HTML Semantics: The Short Descriptions of All 113 Elements

Published: (December 10, 2025 at 05:39 AM EST)
6 min read
Source: Dev.to

Source: Dev.to

a

If the a element has an href attribute, then it represents a hyperlink (a hypertext anchor) labeled by its contents. If the a element has no href attribute, then the element represents a placeholder for where a link might otherwise have been placed, if it had been relevant, consisting of just the element’s contents.

abbr

The abbr element represents an abbreviation or acronym, optionally with its expansion. The title attribute may be used to provide an expansion of the abbreviation. The attribute, if specified, must contain an expansion of the abbreviation, and nothing else.

address

The address element represents the contact information for its nearest article or body element ancestor. If that is the body element, then the contact information applies to the document as a whole.

area

The area element represents either a hyperlink with some text and a corresponding area on an image map, or a dead area on an image map.

article

The article element represents a complete, or self-contained, composition in a document, page, application, or site and that is, in principle, independently distributable or reusable, e.g. in syndication. This could be a forum post, a magazine or newspaper article, a blog entry, a user‑submitted comment, an interactive widget or gadget, or any other independent item of content.

ENTRIES SUPPLIED -
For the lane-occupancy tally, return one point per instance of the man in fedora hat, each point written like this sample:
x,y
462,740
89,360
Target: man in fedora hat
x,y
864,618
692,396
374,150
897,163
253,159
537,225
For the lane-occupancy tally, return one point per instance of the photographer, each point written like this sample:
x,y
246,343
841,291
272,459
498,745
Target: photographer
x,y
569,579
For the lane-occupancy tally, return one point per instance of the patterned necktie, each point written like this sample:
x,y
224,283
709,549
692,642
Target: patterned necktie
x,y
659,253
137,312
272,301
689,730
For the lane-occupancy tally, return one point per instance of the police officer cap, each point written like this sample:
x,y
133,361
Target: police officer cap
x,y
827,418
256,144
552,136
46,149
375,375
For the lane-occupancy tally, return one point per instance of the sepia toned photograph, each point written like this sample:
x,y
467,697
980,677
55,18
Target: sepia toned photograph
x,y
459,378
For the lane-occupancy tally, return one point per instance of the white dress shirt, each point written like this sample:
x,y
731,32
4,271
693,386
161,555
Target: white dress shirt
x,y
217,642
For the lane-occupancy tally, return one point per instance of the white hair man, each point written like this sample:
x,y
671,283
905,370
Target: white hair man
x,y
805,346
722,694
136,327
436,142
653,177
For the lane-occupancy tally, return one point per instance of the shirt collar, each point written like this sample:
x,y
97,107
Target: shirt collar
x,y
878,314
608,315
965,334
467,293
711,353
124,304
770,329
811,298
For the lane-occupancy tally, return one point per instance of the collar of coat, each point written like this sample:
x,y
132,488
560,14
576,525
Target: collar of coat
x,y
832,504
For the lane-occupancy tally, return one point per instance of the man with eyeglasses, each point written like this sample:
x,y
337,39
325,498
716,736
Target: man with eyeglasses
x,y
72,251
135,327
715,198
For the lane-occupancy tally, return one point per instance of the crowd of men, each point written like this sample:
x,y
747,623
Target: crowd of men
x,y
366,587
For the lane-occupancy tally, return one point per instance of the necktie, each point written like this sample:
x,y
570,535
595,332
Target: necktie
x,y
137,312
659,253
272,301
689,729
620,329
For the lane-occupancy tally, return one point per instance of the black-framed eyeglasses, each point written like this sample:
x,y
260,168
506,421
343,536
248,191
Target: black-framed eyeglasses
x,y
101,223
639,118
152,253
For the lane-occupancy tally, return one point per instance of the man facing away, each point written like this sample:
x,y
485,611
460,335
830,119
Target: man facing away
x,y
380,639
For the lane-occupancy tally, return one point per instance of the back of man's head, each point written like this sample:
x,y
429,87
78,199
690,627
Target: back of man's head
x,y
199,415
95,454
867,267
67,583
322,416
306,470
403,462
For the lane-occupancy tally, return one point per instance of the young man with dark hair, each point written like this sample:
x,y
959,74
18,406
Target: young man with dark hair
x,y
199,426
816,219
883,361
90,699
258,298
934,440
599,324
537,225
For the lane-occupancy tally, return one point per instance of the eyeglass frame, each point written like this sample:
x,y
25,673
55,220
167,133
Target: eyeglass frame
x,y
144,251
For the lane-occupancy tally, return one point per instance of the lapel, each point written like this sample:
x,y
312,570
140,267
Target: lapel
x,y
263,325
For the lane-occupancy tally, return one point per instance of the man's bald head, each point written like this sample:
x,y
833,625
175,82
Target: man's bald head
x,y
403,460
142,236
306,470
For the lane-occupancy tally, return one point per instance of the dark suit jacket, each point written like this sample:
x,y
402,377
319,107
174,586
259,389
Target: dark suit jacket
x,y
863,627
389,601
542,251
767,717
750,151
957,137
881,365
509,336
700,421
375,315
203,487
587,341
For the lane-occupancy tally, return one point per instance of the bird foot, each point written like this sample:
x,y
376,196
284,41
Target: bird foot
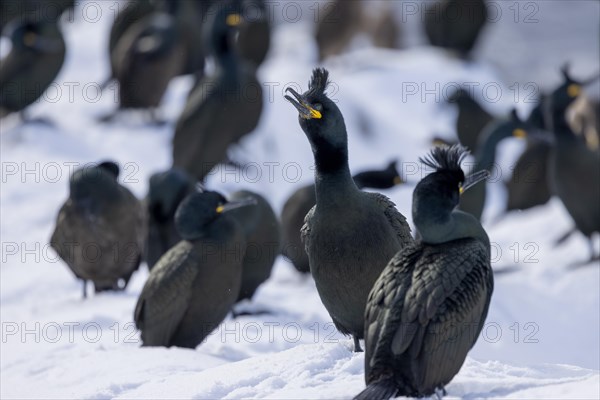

TASKS TO COMPLETE -
**1)** Using the HTML element descriptions, decide whether each statement agrees with the text. Answer yes or no and quote the deciding words. (a) The abbr element's title attribute may hold extra notes besides the expansion. (b) An a element without an href attribute represents a placeholder for a link. (c) The area element can represent a dead area on an image map.
**2)** Summarize the HTML element descriptions in two sentences.
**3)** Rewrite the passage of the HTML element descriptions between "The address element" and "an image map.", inclusive, swapping "contact information" for "contact details".
The data above comes from a separate source.

OUTPUTS BY TASK -
**1)**
(a) No: "must contain an expansion of the abbreviation, and nothing else."
(b) Yes: "If the a element has no href attribute, then the element represents a placeholder for where a link might otherwise have been placed"
(c) Yes: "or a dead area on an image map."

**2)** The text gives short definitions of HTML elements, beginning with a, abbr, address, area, and article. An a element with an href attribute represents a hyperlink, abbr represents an abbreviation or acronym, address holds contact information for its nearest article or body element ancestor, area represents a hyperlink or a dead area on an image map, and article represents a self-contained composition such as a forum post or blog entry.

**3)**
The address element represents the contact details for its nearest article or body element ancestor. If that is the body element, then the contact details applies to the document as a whole.

area

The area element represents either a hyperlink with some text and a corresponding area on an image map, or a dead area on an image map.